# Document passage:

The Directors of the Company are appointed by Members at the General Meetings. In accordance with the Articles of Association of the Company, all Directors, except the Managing Director and Independent Directors of the Company, step down at the Annual General Meeting each year and, if eligible, offer themselves for re-election. The Managing Director of the Company is appointed for a term of five years as per the requirement of the statute. The Executive Directors on the Board serve in accordance with the terms of their contract of service with the Company. As regards the appointment and tenure of Independent Directors, following is the policy adopted by the Board:
• The Company has adopted the provisions with respect to appointment and tenure of Independent Directors which are consistent with the Companies Act, 2013 and Listing Agreement.
• The Independent Directors will serve a maximum of two terms of five years each.
• The Company would not have any upper age limit of retirement of Independent Directors from the Board and their appointment and tenure will be governed by provisions of the Companies Act, 2013.
Our definition of 'Independence' of Directors is derived from Clause 49 of the Equity Listing Agreement and Section 149(6) of the Companies Act, 2013. Based on the confirmation / disclosures received from the Directors and on evaluation of the relationships disclosed, all Non-Executive Directors other than Mr. Chandrashekar are Independent in terms of Clause 49 of the Listing Agreement and Section 149(6) of the Companies Act, 2013.
The Board meets at regular intervals to discuss and decide on Company / business policy and strategy apart from other Board business. The calendar of meetings is communicated to the Directors to enable maximum participation. However, in case of a special and urgent business need, the Board's approval is taken by passing resolutions by circulation, as permitted by law, which is noted and confirmed in the subsequent Board meeting.
The notice of Board meeting is given well in advance to all the Directors. The Agenda of the Board / Committee meetings is set by the Company Secretary in consultation with the Managing Director of the Company. The Agenda is circulated a week prior to the date of the meeting. The Agenda for the Board and Committee meetings includes detailed notes on the items to be discussed at the meeting to enable the Directors to take an informed decision.
During the Financial Year ended 31st March, 2015, nine Board meetings were held on 4th April 2014,27th May 2014, 8th & 13th August 2014, 1st & 30th September 2014, 13th November 2014,13th February 2015,20th March 2015.The maximum interval between any two meetings was well within the maximum allowed gap of 120 days. The necessary quorum was present for all the meeting convened during the year ended 31st March, 2015.

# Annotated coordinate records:
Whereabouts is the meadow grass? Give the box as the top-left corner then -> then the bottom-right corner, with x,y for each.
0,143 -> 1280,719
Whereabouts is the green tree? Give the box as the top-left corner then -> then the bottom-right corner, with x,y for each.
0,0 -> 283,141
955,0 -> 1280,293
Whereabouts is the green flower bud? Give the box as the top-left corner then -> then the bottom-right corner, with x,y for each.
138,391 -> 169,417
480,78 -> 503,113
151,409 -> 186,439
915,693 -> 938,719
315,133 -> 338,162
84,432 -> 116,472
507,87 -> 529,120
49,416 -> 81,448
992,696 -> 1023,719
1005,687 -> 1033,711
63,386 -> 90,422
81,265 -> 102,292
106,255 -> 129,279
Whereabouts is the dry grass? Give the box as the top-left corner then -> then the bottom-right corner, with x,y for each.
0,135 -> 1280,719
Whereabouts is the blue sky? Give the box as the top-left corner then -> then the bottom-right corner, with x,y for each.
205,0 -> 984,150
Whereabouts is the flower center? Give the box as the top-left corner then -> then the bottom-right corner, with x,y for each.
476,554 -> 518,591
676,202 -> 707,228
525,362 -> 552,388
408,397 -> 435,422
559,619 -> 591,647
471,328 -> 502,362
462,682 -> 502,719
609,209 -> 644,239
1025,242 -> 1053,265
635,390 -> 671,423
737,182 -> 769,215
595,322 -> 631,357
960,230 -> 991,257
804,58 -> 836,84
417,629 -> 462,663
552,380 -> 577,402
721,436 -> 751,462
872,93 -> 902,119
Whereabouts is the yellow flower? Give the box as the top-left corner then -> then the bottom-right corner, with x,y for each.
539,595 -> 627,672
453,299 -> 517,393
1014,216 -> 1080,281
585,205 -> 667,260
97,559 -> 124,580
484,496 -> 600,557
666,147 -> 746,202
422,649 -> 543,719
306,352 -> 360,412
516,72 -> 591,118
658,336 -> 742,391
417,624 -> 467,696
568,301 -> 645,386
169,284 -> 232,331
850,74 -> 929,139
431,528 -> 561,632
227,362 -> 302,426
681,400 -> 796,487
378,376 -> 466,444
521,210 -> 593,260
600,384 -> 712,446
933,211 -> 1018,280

# What you will do:
1. From the passage on Board governance, list every month and year in which a Board meeting was held during the financial year ended 31st March, 2015.
2. Convert part of the annotated coordinate records into a Markdown table with columns Row and Entry. Begin at the line that has "Whereabouts is the yellow" and stop after the one containing "306,352 -> 360,412", skipping any blank lines.

# Answers:
1.
- April 2014
- May 2014
- August 2014
- September 2014
- November 2014
- February 2015
- March 2015

2.
| Row | Entry |
|---|---|
| 1 | Whereabouts is the yellow flower? Give the box as the top-left corner then -> then the bottom-right corner, with x,y for each. |
| 2 | 539,595 -> 627,672 |
| 3 | 453,299 -> 517,393 |
| 4 | 1014,216 -> 1080,281 |
| 5 | 585,205 -> 667,260 |
| 6 | 97,559 -> 124,580 |
| 7 | 484,496 -> 600,557 |
| 8 | 666,147 -> 746,202 |
| 9 | 422,649 -> 543,719 |
| 10 | 306,352 -> 360,412 |